● **Exercise requirements**
Rescale the data from the line with "is: circular fountain" up to and including the line with "[86,442,877,551]". Reproduce only those lines, requests included, and multiply every bounding-box coordinate in the answers by 2.2, rounding to whole numbers with halves rounded up.

(Records from a collection)
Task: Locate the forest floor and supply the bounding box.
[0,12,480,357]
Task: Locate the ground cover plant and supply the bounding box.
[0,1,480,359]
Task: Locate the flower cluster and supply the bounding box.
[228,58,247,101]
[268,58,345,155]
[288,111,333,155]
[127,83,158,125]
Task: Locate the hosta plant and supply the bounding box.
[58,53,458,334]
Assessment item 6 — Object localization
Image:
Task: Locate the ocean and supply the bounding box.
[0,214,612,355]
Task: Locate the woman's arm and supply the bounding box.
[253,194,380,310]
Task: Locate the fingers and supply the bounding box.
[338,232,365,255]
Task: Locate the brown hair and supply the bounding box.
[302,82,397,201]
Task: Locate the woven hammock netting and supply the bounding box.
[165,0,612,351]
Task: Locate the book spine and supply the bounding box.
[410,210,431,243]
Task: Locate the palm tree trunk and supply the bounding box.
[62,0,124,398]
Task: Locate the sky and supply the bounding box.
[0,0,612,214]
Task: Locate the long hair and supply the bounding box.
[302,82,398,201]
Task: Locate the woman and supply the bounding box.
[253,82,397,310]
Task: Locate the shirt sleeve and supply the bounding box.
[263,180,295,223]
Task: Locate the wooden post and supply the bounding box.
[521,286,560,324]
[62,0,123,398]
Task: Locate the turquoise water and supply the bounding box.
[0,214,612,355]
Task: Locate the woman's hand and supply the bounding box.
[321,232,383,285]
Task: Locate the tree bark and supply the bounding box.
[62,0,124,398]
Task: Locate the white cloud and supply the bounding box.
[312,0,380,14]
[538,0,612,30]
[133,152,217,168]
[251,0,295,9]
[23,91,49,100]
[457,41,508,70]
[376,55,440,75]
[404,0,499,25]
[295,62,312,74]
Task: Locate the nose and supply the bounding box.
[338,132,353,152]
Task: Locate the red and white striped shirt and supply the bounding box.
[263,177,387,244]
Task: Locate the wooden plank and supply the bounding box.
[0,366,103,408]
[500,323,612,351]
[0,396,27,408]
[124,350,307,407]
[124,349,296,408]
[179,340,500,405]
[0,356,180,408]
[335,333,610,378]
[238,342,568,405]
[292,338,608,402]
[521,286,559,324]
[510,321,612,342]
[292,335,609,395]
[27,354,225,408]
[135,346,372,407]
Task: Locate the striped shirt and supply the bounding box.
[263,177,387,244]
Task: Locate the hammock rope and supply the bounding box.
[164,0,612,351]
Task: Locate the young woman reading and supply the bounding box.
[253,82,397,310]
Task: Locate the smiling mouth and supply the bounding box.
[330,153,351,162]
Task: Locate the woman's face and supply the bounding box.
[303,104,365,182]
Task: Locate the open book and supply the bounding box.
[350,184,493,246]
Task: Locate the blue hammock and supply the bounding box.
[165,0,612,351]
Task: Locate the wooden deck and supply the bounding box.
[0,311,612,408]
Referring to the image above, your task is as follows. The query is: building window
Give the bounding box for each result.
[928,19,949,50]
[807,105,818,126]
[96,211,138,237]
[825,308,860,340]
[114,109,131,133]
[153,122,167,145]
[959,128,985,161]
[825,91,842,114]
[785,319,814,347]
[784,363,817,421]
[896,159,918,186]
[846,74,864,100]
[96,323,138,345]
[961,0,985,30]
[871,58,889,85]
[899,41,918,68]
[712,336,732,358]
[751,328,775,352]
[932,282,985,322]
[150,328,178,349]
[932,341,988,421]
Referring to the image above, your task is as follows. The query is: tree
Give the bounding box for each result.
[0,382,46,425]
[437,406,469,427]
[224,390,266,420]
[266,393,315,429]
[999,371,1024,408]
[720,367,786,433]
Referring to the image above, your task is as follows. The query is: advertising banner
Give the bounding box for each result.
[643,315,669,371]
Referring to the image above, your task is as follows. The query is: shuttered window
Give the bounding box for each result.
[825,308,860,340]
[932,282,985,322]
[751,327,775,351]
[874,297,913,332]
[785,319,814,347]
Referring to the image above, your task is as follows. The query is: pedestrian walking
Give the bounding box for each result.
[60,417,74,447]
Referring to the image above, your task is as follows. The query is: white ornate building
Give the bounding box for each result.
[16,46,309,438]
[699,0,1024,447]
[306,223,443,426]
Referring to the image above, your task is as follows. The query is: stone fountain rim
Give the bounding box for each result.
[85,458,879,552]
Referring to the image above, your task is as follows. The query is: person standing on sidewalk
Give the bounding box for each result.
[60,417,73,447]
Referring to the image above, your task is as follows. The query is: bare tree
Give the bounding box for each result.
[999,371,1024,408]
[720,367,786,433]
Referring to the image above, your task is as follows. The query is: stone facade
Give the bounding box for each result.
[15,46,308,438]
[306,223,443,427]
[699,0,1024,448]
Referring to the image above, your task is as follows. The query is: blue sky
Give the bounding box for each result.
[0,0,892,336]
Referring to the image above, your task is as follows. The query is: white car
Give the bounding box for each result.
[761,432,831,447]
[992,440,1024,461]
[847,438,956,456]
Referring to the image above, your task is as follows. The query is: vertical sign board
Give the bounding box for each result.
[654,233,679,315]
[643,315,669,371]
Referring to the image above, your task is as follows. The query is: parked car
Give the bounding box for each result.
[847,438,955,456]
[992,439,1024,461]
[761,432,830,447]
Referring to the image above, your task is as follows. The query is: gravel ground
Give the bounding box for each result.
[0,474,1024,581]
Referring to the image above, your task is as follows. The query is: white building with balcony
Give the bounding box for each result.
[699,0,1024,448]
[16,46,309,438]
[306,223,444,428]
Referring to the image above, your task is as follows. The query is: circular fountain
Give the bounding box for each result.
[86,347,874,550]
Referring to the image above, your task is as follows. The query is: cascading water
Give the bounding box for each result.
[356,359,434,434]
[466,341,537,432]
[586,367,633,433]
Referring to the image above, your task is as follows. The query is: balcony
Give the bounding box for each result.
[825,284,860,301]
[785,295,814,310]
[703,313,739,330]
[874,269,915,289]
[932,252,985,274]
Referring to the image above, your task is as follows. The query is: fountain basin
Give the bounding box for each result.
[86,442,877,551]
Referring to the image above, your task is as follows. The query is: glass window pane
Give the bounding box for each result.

● **Exercise result**
Referring to the image above, your task is as follows. The query is: circular fountain
Give the bounding box for each result.
[189,763,1923,1210]
Referring to the image above, your task is as follows. The query is: cascading water
Give the bounding box for each result.
[783,790,955,955]
[1025,750,1181,950]
[1289,807,1393,953]
Referring to the image above, your task is as follows. The query is: balcony
Give the bounding box for each result.
[1815,625,1892,662]
[1727,649,1791,682]
[1547,689,1626,726]
[1923,592,2013,636]
[2050,554,2167,603]
Referring to the image above, your task is as follows. The query is: fountain basin
Give the bounding box for each result.
[189,972,1929,1212]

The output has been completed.